*Work required*: Please pick out every line in the records below that contains the word "design" and copy each of those lines in full.

□ □ □ □

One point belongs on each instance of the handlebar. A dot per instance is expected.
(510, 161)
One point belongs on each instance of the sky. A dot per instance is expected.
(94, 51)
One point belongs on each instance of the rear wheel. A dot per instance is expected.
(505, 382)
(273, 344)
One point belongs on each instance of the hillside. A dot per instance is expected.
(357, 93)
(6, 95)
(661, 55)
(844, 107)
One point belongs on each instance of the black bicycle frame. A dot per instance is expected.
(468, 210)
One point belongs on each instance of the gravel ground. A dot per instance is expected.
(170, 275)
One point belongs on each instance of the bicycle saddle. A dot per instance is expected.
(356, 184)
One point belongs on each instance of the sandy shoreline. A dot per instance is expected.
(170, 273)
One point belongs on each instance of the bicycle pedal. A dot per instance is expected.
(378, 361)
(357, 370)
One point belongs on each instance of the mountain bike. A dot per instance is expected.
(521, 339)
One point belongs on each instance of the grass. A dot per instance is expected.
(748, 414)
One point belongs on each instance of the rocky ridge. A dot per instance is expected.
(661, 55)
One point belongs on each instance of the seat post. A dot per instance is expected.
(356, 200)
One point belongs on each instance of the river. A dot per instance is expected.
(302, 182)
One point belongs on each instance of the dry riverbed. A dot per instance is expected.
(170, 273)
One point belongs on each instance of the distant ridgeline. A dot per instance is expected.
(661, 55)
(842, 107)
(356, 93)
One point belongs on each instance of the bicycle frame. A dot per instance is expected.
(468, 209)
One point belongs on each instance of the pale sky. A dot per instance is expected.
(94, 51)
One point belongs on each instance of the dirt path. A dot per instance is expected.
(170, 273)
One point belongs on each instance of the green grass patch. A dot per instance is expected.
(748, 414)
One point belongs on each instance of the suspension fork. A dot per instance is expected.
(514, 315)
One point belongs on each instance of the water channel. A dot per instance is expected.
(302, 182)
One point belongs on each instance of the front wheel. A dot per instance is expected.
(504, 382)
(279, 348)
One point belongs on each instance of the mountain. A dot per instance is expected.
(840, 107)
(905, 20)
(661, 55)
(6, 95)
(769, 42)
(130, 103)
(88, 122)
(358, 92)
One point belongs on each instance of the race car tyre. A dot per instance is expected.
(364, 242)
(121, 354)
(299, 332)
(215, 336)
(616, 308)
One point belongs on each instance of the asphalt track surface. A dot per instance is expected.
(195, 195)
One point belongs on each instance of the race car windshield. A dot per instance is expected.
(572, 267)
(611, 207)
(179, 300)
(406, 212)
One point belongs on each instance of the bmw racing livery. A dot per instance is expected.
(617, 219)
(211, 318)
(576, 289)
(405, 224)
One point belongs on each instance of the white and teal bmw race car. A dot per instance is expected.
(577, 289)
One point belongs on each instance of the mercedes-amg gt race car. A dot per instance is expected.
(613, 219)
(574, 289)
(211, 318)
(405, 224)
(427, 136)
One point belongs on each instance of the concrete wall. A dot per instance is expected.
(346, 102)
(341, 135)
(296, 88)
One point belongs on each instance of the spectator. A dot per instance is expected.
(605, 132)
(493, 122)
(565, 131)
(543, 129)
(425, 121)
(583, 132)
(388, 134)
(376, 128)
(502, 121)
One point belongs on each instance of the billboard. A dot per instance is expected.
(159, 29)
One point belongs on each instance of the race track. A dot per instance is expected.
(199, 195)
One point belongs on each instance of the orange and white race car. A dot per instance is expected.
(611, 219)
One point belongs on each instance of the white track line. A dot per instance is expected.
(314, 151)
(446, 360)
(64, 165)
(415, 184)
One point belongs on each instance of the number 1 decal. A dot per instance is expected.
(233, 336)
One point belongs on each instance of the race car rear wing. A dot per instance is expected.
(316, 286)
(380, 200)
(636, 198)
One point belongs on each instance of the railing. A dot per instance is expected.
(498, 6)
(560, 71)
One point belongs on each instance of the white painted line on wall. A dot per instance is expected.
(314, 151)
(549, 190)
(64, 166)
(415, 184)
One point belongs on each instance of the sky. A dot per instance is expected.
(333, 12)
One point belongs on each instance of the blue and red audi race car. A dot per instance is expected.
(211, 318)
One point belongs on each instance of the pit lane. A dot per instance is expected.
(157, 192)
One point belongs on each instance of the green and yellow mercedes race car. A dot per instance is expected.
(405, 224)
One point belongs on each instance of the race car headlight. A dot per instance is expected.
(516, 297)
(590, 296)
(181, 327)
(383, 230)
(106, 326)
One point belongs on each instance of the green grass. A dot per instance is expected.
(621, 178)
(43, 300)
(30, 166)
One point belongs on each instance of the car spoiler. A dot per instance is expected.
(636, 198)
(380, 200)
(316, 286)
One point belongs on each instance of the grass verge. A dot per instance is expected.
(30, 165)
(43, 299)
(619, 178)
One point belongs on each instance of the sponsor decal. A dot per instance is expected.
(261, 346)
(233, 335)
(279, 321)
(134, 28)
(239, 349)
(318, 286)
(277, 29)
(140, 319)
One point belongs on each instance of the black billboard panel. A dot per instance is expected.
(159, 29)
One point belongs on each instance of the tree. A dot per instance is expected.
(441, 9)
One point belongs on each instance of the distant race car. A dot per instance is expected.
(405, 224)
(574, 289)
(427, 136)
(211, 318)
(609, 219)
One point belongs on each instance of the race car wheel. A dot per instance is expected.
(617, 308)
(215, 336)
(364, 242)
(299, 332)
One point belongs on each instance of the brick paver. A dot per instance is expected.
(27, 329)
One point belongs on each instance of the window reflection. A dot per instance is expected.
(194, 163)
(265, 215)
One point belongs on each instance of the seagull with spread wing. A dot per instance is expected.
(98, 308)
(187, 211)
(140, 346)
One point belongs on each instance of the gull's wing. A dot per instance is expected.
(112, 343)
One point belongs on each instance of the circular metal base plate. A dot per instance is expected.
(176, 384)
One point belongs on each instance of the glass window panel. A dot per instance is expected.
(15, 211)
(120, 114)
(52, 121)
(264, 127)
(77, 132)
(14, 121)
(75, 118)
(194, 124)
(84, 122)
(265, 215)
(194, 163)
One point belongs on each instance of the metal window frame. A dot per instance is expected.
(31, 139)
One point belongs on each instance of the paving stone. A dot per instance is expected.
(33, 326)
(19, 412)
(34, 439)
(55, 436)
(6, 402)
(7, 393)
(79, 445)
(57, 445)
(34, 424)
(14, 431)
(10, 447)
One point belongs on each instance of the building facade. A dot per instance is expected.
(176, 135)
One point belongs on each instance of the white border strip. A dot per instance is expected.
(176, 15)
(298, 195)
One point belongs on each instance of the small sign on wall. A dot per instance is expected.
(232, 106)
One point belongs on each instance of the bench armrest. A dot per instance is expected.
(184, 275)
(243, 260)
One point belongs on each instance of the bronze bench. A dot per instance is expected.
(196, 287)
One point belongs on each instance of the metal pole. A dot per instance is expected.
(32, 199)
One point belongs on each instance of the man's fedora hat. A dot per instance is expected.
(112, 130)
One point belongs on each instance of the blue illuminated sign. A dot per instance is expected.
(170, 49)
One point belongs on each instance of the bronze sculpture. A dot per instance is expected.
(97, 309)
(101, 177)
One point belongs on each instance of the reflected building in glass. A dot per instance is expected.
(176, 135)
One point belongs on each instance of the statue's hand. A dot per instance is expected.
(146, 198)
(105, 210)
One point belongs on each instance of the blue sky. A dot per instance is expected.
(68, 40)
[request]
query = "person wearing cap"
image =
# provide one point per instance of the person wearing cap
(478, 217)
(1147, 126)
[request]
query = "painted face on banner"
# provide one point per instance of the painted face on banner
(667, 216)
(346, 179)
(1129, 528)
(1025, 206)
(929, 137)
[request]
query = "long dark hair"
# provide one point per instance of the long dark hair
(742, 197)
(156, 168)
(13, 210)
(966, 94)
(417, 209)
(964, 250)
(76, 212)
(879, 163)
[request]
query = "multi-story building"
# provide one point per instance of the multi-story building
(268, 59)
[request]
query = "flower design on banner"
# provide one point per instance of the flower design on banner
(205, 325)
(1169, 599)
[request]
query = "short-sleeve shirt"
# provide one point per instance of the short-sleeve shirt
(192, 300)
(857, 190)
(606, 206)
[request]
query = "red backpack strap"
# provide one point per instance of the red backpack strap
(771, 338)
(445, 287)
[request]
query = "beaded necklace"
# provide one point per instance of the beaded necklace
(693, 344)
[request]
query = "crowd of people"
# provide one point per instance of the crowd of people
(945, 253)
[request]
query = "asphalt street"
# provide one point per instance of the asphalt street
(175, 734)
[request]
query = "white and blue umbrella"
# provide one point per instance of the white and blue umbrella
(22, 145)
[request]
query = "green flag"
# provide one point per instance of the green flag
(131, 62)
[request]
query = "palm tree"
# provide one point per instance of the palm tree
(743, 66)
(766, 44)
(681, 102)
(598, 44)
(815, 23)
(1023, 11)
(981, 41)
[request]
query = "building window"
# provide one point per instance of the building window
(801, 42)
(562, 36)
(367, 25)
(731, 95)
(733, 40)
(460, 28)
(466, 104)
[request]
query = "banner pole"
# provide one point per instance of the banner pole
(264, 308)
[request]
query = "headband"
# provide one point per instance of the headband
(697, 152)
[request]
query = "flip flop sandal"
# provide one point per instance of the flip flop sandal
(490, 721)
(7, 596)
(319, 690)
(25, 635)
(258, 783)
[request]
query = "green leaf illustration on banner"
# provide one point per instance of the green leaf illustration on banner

□ □ □ □

*Expected output*:
query = "flower design on banner"
# provide one point per instance of the flower design on banner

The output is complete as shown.